◆ Exercise aim ◆
Print each of the entries exactly, leaving nothing out.

(Rows from a pointing dataset)
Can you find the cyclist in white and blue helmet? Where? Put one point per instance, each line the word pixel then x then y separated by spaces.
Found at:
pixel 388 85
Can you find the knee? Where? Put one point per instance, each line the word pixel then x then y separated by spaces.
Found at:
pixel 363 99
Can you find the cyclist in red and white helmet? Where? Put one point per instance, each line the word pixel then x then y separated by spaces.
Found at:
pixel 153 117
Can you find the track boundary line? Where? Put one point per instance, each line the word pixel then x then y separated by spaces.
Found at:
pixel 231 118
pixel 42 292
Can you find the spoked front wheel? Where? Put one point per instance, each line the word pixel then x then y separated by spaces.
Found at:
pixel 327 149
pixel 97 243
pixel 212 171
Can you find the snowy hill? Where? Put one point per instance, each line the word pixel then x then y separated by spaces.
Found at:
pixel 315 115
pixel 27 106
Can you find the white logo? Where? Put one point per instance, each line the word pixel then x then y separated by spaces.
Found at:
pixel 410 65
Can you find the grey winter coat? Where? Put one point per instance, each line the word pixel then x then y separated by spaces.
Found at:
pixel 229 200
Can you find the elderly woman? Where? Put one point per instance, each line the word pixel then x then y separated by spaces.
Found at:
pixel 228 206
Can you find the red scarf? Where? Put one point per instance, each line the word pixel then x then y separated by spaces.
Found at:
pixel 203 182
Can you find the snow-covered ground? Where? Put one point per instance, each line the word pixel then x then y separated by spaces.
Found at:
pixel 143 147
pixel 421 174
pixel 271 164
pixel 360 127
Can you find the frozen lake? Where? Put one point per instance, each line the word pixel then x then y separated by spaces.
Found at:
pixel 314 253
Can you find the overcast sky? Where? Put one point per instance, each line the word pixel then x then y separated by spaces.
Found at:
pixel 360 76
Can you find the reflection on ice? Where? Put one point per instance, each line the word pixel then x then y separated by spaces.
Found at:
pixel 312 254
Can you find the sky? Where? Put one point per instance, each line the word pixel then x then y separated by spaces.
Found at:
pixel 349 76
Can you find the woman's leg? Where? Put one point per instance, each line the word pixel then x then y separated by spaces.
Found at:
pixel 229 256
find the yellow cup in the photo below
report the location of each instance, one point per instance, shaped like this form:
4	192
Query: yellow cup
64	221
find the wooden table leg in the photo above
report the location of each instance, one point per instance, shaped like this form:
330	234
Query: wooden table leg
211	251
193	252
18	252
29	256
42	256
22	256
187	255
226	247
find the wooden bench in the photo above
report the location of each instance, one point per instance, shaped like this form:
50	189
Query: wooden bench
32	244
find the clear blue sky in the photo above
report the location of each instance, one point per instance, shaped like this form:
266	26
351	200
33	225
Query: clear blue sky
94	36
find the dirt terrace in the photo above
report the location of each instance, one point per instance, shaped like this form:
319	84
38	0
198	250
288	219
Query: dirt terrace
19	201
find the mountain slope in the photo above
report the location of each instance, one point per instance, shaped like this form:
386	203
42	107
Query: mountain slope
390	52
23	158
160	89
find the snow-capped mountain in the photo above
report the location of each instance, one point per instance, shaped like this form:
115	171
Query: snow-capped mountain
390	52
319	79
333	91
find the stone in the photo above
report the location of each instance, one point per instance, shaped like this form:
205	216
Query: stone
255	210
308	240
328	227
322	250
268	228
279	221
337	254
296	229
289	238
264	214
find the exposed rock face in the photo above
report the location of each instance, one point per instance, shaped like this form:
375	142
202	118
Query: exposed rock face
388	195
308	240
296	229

◆ Complete output ◆
Can you find the cyclist in white and blue helmet? Where? Put one point per instance, each line the word pixel then x then y separated by spaces.
Found at:
pixel 388 85
Can you find the knee? Where? Put one point per instance, each line the word pixel then x then y separated by spaces.
Found at:
pixel 363 99
Can you find the cyclist in red and white helmet? Where? Put one point per instance, each line the word pixel then x then y separated by spaces.
Found at:
pixel 153 117
Can you find the track boundary line? Where? Put one point per instance, each line the word pixel then x then y separated by spaces.
Found at:
pixel 231 118
pixel 42 292
Can you find the spoked front wheel? Where? Put one point per instance, each line the word pixel then x then y separated by spaces.
Found at:
pixel 327 149
pixel 97 243
pixel 212 171
Can you find the snowy hill? Where? Put one point per instance, each line the word pixel then x then y separated by spaces.
Found at:
pixel 315 115
pixel 27 106
Can you find the white logo? Where? Put one point per instance, each line the word pixel then x then y separated by spaces.
Found at:
pixel 410 65
Can you find the grey winter coat? Where? Put one point per instance, each line the word pixel then x then y separated by spaces.
Found at:
pixel 229 200
Can you find the elderly woman? Where? Put one point per instance, each line the word pixel then x then y separated by spaces.
Found at:
pixel 228 206
Can you find the red scarf? Where? Put one point per instance, each line the word pixel then x then y separated by spaces.
Found at:
pixel 203 182
Can you find the snow-covered ground? Where? Put one point per instance, each line the word pixel then x then y separated by spaces.
Found at:
pixel 143 147
pixel 421 174
pixel 271 164
pixel 360 127
Can you find the frozen lake? Where? Put one point per instance, each line the word pixel then x then y separated by spaces.
Found at:
pixel 314 253
Can you find the overcast sky? Where? Put one point per instance, each line the word pixel then x then y separated by spaces.
Found at:
pixel 360 76
Can you find the reflection on ice? Where? Put one point per instance, each line the word pixel then x then y separated by spaces.
Found at:
pixel 312 254
Can you find the sky? Where? Put one point per instance, each line the word pixel then x then y separated by spaces.
Found at:
pixel 349 76
Can you find the woman's leg? Where? Put one point per instance, each line the word pixel then x then y separated by spaces.
Found at:
pixel 229 256
find the yellow cup in the photo below
report the location of each instance, one point per instance, shaped like this form:
4	192
Query: yellow cup
64	221
find the wooden table leg in the photo above
report the location of each instance, one point per instance, shaped like this form:
330	234
Query: wooden table leg
211	251
193	252
18	252
29	256
42	256
22	256
187	255
226	247
find the wooden bench in the photo above
report the location of each instance, one point per instance, shaped like this form:
50	189
Query: wooden bench
32	244
find the clear blue sky in the photo above
report the location of each instance, one point per instance, shaped like this form:
266	26
351	200
33	225
Query: clear blue sky
94	36
find the dirt terrace in the photo above
report the location of each instance, one point per instance, shaped like this form:
319	84
38	0
198	250
288	219
Query: dirt terrace
19	201
find the mountain slope in the photo above
report the location of each instance, one point per instance, shaped like this form:
386	203
42	107
Query: mountain slope
390	52
23	158
160	89
find the snow-capped mountain in the photo above
report the location of each instance, one point per instance, shaped like this form:
115	171
Query: snow-capped mountain
390	52
319	79
333	91
find the stone in the photo above
report the location of each instance, one point per instance, shaped like this form:
205	216
Query: stone
255	210
308	240
328	227
322	250
268	228
279	221
337	254
296	229
289	238
264	214
find the exposed rock face in the photo above
report the location of each instance, one point per instance, shaped like this form:
375	142
202	118
Query: exposed rock face
388	195
308	240
296	229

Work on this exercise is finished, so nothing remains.